■ **WRITTEN PROBLEM A**: Reproduce the records starting with the line containing "segment blue sky, each instance" and going on through the end of the records, swapping "array" for "list" and leaving everything else unchanged.

■ **EXCERPT TO READ**:
---

But destiny had other plans for her. Impressed that her future husband, South Hadley attorney Paul Boudreau, was so enthusiastic about the law, Scheibel decided to give it a try herself. She enrolled at Western New England College School of Law in nearby Springfield, Massachusetts. Although she was naturally reserved, she found herself drawn to criminal law and trial work. “For many years, friends of mine from high school or college couldn’t believe that I would become a trial lawyer,” Scheibel says. “It was interesting for me to see the transformation.”
She began her prosecutorial career at the Hampden district attorney’s office in Springfield in 1980 and moved to the Northwestern district attorney’s office in 1988. She made Massachusetts history five years later, when then-Governor William Weld tapped her boss, Judd Carhart, for a judgeship, and appointed Scheibel to succeed Carhart as DA. Scheibel, who had just turned thirty-eight, was sworn in at Mary E. Woolley Hall. She finished Carhart’s term, then ran as a Republican for the office—unopposed—in the next four elections.
“It was a combination of having done the work and being in the right place at the right time,” she says. “I started at the very bottom and worked my way up.”
As Northwestern district attorney, Scheibel had a jurisdiction of forty-seven Massachusetts cities and towns, a staff of about 100, a budget of almost $5 million—and two prime concerns: “First and foremost,” she says, “my priority was the prosecution of criminal cases in a way that was fair and respectful to all parties. The second priority was the commitment to education and outreach as a way of reducing and preventing crime.”

---

■ **WRITTEN PROBLEM B**: Transcribe the passage about Scheibel's legal career starting with "She began her" and going on through "next four elections.".

■ **SOURCE RECORDS**:
---

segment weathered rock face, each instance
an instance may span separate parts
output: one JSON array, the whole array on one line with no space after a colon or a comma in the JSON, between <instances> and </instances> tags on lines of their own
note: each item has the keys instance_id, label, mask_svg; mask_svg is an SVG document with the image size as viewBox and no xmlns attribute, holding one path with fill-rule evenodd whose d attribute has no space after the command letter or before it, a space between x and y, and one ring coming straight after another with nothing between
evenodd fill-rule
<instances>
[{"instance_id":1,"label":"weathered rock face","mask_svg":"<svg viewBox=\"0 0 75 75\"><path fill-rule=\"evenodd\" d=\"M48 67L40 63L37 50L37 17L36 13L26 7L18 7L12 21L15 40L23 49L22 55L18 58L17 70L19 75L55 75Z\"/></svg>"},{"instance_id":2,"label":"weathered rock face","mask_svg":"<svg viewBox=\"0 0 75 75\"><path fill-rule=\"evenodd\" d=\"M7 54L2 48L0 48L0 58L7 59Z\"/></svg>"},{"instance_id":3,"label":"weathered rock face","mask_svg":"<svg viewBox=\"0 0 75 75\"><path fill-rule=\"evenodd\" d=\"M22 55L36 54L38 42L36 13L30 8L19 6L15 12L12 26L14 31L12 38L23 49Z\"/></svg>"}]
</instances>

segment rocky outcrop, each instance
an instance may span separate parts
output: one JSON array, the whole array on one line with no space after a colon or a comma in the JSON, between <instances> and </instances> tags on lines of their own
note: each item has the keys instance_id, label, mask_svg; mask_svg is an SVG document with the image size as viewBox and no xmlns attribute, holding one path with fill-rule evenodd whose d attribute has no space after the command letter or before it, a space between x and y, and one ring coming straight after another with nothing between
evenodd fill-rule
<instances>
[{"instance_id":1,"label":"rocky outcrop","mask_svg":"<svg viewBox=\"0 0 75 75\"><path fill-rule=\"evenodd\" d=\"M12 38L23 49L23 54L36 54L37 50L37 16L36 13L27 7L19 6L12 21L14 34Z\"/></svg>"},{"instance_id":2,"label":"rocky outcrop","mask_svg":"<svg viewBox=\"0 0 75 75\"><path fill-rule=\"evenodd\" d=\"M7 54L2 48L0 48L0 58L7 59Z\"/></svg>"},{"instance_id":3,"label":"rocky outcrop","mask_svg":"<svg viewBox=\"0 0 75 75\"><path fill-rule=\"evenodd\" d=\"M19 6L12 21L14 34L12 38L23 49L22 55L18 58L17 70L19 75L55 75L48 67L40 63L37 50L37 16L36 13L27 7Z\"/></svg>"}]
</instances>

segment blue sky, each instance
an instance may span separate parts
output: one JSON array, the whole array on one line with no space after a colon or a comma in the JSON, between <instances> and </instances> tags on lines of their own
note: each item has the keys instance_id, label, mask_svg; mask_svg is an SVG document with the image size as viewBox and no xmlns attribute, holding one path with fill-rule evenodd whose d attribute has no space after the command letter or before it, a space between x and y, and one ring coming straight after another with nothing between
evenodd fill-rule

---

■ **EXERCISE RESULT A**:
segment blue sky, each instance
an instance may span separate parts
output: one JSON list, the whole list on one line with no space after a colon or a comma in the JSON, between <instances> and </instances> tags on lines of their own
note: each item has the keys instance_id, label, mask_svg; mask_svg is an SVG document with the image size as viewBox and no xmlns attribute, holding one path with fill-rule evenodd whose d attribute has no space after the command letter or before it, a space between x and y, and one ring coming straight after another with nothing between
evenodd fill-rule

■ **EXERCISE RESULT B**:
She began her prosecutorial career at the Hampden district attorney’s office in Springfield in 1980 and moved to the Northwestern district attorney’s office in 1988. She made Massachusetts history five years later, when then-Governor William Weld tapped her boss, Judd Carhart, for a judgeship, and appointed Scheibel to succeed Carhart as DA. Scheibel, who had just turned thirty-eight, was sworn in at Mary E. Woolley Hall. She finished Carhart’s term, then ran as a Republican for the office—unopposed—in the next four elections.